▶ **EXCERPTED PASSAGE**:
#####

# Oquirrh is 2!



## Oquirrh the V (Jun 24, 2011)

Oquirrh is two today! He's getting a Cheddar Turkey cupcake with Sweet Potato frosting, a play date with his Vizsla friends and a skineeez toy. Love this boy to pieces!


----------



## mswhipple (Mar 7, 2011)

Willie and I are sending HAPPY SECOND BIRTHDAY WISHES to Oquirrh the V!! ;D ;D

The cupcake and play date sound like a perfect way to celebrate!!

p.s. What a handsome boy!!


----------



## Green (Oct 5, 2012)

Happy Birthday Oquirrh the V!


----------



## dmak (Jul 25, 2012)

Kauzy and I wish you a happy bday Oquirrh. Looking forward to meeting you guys in a few monthes


----------



## GarysApollo (Nov 27, 2012)

Old man!


----------



## KB87 (Jan 30, 2012)

Happy Birthday, Oquirrh!!


----------



## hobbsy1010 (Jun 4, 2011)

Happy Birthday Oquirrh

No excuses now officially an adult........... ;D

The Hobbsy's


----------



## SkyyMax (Apr 5, 2012)

Happy Birthday Oquirrh!!!


----------



## NeverGiveUpRAC (Aug 27, 2012)

Sounds like a great day!! Happy Birthday Oquirrh! Btw, LOVE that scarf/bandana!!! <3


----------



## Darcy1311 (May 27, 2012)

Happy 2nd birthday Oquirrh, Darcy says, have a fantastic day.......... :-*


----------



## Oquirrh the V (Jun 24, 2011)

Thank you everyone for the birthday wishes! We ended our day with a fun play date with 4 female Vizslas; he's a lucky boy!


----------



## OttosMama (Oct 27, 2011)

Happy birthday Oq! Wow - time flies!


----------

#####

▶ **PROBLEMS TO SOLVE**:
- A) Quote the forum thread word for word, starting with "## mswhipple (Mar" and going on through "a handsome boy!!".
- B) Multiply every coordinate in the answer points by 0.95, round each result to a whole number with halves going up, and leave all other numbers as they are. Reproduce only the rows from the very first one through the line containing "[[460, 268]]", requests included.
The forum thread and the rows after it come from unrelated sources.

(Point annotation dataset rows)
#####

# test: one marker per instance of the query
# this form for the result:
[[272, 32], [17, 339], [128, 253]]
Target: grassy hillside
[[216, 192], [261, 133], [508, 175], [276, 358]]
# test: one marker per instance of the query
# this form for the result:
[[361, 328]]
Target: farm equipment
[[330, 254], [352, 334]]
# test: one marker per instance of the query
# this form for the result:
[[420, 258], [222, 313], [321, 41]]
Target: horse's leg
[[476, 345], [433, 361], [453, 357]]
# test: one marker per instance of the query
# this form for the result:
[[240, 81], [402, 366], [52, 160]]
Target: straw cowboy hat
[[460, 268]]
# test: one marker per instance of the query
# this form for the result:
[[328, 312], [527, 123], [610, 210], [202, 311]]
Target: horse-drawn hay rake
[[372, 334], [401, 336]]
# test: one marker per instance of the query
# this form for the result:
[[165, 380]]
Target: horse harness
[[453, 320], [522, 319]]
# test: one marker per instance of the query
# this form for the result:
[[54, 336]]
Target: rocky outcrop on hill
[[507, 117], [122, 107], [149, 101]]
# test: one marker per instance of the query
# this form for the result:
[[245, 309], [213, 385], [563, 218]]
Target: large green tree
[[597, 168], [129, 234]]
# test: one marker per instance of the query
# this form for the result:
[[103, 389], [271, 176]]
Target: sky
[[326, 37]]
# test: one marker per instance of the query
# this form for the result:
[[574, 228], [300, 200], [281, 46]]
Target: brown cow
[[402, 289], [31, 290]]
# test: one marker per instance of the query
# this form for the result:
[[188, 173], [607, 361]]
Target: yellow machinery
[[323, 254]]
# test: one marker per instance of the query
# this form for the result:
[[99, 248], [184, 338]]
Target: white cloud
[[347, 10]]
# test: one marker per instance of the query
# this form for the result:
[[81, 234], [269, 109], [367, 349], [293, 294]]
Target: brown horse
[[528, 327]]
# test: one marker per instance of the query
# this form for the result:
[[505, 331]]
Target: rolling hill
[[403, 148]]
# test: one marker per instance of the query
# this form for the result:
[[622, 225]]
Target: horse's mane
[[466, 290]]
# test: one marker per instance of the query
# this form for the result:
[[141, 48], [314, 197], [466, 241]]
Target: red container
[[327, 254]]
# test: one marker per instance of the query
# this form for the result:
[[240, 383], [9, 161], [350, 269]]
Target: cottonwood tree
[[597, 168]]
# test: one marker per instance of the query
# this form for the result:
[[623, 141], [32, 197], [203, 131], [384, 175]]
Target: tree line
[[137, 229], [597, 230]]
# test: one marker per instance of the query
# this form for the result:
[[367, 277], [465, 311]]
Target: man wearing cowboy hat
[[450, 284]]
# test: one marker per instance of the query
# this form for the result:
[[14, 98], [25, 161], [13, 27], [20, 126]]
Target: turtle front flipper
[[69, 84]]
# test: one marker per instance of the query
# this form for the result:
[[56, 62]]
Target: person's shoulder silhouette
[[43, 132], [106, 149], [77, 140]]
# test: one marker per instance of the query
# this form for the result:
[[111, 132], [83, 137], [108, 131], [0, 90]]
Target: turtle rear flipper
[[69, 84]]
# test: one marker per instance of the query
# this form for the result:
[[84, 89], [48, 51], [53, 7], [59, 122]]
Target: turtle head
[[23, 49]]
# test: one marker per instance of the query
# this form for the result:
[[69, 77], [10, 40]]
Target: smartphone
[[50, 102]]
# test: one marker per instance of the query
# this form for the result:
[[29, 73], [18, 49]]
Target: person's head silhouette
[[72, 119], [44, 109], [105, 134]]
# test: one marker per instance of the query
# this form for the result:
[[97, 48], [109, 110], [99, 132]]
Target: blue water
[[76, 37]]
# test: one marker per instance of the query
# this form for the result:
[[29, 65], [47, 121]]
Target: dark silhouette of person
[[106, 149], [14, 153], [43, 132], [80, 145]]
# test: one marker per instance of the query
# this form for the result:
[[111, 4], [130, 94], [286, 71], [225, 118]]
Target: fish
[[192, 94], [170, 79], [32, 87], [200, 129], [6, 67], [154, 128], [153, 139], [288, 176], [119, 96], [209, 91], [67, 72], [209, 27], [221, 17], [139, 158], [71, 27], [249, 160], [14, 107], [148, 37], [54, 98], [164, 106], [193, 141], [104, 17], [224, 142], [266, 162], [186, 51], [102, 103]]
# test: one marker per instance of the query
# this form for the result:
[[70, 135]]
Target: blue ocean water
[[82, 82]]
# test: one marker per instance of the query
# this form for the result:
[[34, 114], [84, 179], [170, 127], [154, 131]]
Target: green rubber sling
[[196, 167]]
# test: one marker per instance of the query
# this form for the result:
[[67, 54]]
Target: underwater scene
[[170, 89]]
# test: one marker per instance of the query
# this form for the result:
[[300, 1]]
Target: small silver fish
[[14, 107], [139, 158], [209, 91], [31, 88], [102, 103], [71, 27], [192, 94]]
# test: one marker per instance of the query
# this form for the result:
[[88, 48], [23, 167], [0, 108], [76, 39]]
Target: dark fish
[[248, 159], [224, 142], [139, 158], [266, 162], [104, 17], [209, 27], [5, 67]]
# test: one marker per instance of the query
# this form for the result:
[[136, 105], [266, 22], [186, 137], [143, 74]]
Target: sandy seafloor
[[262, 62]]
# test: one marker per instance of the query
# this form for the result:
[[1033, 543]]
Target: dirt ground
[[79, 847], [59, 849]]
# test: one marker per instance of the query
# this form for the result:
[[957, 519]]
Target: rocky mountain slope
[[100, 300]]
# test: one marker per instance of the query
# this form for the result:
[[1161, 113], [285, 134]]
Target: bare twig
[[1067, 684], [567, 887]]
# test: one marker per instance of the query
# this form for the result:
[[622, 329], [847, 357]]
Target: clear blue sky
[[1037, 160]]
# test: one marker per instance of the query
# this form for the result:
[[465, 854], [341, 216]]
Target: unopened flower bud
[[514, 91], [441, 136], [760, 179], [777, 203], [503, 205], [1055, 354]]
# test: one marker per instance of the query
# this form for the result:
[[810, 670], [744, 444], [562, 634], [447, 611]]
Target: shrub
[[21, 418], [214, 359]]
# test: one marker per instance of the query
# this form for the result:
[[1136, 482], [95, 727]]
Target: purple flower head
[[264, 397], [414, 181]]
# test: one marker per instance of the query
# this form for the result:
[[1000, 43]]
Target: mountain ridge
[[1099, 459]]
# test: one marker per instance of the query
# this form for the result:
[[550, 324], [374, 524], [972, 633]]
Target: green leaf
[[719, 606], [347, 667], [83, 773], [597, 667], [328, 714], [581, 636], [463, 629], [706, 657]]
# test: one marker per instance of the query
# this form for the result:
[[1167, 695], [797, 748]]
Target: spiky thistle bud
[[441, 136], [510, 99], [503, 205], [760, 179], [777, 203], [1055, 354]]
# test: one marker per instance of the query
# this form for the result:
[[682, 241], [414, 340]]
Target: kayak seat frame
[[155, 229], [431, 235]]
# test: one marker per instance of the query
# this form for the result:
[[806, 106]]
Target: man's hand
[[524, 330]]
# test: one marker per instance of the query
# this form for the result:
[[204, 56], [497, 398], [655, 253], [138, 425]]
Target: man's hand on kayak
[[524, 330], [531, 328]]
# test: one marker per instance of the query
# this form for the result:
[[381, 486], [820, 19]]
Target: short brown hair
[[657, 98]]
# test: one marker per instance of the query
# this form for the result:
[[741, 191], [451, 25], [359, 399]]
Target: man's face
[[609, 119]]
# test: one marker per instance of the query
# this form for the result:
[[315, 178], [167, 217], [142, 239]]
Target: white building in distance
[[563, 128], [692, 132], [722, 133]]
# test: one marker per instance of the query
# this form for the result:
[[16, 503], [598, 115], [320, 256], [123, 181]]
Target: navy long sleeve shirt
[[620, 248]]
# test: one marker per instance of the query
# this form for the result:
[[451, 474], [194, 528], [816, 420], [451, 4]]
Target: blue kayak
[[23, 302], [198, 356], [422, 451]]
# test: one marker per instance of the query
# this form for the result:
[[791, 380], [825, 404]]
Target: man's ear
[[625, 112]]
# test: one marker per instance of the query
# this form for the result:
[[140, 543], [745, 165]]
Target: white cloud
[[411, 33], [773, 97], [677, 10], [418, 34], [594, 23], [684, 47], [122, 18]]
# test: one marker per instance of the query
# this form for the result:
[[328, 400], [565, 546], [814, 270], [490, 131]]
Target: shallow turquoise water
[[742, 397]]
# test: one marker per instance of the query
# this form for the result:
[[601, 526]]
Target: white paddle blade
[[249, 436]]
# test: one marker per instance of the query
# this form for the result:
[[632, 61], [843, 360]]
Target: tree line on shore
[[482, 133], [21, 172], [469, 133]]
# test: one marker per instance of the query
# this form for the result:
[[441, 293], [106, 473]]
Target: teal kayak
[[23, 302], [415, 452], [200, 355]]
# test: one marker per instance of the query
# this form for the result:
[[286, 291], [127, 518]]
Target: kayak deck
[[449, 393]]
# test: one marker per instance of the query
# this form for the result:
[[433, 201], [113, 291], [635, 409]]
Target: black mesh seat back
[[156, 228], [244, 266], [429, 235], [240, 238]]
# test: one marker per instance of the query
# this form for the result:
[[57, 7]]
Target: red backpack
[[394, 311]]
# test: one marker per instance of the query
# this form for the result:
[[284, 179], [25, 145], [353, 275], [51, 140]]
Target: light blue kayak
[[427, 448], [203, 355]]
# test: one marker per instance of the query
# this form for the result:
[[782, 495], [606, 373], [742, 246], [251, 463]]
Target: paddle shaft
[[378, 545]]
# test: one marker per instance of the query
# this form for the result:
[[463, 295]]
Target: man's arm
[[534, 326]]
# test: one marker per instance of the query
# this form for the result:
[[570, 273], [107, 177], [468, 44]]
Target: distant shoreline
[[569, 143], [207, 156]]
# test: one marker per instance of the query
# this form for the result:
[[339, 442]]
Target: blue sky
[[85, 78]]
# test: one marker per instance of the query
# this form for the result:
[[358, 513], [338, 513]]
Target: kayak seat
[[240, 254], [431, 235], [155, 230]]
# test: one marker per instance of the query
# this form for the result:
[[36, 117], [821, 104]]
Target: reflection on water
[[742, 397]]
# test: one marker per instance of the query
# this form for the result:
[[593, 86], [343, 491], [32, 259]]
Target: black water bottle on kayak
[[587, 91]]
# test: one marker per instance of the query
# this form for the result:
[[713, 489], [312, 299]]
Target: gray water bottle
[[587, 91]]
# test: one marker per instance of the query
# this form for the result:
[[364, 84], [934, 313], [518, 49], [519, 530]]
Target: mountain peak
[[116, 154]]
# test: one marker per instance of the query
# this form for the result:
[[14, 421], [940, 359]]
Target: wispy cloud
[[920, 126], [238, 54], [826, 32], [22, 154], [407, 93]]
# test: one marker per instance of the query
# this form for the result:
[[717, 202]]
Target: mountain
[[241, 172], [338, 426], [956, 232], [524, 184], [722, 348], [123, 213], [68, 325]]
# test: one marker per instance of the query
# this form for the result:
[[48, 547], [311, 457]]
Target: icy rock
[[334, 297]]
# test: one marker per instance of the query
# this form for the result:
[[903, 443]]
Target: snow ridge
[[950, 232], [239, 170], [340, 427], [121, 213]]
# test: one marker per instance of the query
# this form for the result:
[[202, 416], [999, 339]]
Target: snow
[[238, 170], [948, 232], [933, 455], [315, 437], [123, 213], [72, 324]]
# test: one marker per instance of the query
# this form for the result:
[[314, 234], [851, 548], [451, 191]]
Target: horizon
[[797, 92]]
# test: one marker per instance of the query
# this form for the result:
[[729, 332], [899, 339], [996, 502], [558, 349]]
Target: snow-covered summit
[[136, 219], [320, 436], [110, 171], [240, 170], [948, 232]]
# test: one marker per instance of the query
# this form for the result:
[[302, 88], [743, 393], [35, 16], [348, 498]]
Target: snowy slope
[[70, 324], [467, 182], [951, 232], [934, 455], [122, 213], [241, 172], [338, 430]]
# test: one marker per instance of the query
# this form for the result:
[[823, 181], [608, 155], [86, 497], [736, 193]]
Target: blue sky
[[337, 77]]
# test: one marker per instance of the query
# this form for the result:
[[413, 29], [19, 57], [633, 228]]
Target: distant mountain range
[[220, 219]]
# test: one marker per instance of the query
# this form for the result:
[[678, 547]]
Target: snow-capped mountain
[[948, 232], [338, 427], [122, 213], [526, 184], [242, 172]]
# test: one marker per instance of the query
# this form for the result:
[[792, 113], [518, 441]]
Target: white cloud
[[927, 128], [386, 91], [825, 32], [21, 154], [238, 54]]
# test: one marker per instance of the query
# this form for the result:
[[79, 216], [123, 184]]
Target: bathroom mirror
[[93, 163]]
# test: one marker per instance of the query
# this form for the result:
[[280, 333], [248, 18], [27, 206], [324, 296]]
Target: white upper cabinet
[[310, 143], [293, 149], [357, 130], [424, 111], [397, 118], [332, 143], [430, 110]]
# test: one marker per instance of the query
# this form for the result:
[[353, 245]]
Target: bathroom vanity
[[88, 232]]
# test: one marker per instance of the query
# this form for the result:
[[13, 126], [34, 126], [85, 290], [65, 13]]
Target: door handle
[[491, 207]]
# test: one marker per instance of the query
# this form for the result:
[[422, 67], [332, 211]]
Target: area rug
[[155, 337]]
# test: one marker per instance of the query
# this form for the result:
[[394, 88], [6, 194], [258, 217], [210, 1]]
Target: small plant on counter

#####

▶ **ANSWERS FOR THE EXERCISE**:
- A)
## mswhipple (Mar 7, 2011)

Willie and I are sending HAPPY SECOND BIRTHDAY WISHES to Oquirrh the V!! ;D ;D

The cupcake and play date sound like a perfect way to celebrate!!

p.s. What a handsome boy!!

- B)
# test: one marker per instance of the query
# this form for the result:
[[272, 32], [17, 339], [128, 253]]
Target: grassy hillside
[[205, 182], [248, 126], [483, 166], [262, 340]]
# test: one marker per instance of the query
# this form for the result:
[[361, 328]]
Target: farm equipment
[[314, 241], [334, 317]]
# test: one marker per instance of the query
# this form for the result:
[[420, 258], [222, 313], [321, 41]]
Target: horse's leg
[[452, 328], [411, 343], [430, 339]]
# test: one marker per instance of the query
# this form for the result:
[[240, 81], [402, 366], [52, 160]]
Target: straw cowboy hat
[[437, 255]]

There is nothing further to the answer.